### Description of the task
Emit a verbatim copy of the lines running from the line with "Exercise. Point out the distant" through the end of the material below.

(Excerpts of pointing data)
---

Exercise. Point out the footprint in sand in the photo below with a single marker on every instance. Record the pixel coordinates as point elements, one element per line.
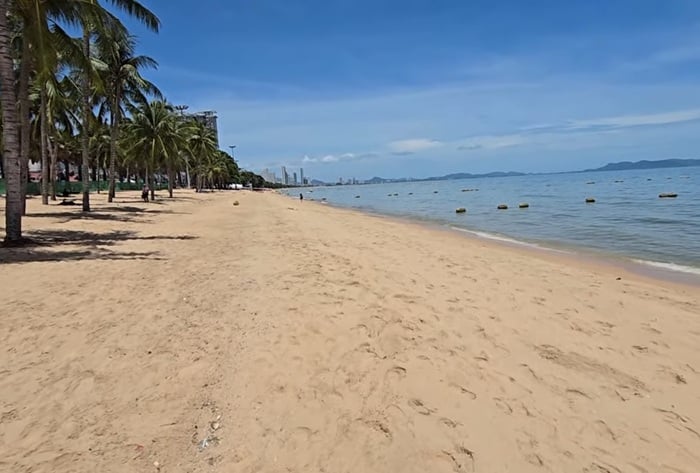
<point>418,406</point>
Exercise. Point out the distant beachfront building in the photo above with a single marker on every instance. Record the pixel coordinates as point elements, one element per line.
<point>208,118</point>
<point>268,175</point>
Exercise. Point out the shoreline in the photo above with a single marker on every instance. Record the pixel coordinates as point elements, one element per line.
<point>273,335</point>
<point>648,270</point>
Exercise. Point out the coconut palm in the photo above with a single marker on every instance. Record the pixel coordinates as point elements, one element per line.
<point>92,23</point>
<point>154,138</point>
<point>34,17</point>
<point>10,128</point>
<point>202,152</point>
<point>122,81</point>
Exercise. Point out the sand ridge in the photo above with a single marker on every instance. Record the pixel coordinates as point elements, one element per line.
<point>289,336</point>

---

### Solved exercise
Exercise. Point out the distant beachfront building in the photo above with a single marker on every instance. Record the pixel coordinates as point elements, one element per line.
<point>208,118</point>
<point>268,175</point>
Exercise. Point out the shoreline in the photo above with a single marker on every instance. Record the pixel coordinates as point elements, one element per line.
<point>273,335</point>
<point>648,270</point>
Exercise. Point out the coconut palm in the photo above with a single marker on every instance. Record the pixel coordinates as point elements, one element per line.
<point>92,23</point>
<point>154,138</point>
<point>34,17</point>
<point>10,128</point>
<point>202,152</point>
<point>122,81</point>
Exercise. Point out the sand ridge in the photo above with a single marker on every instance. Record the pixel coordinates as point elements, one element per line.
<point>289,336</point>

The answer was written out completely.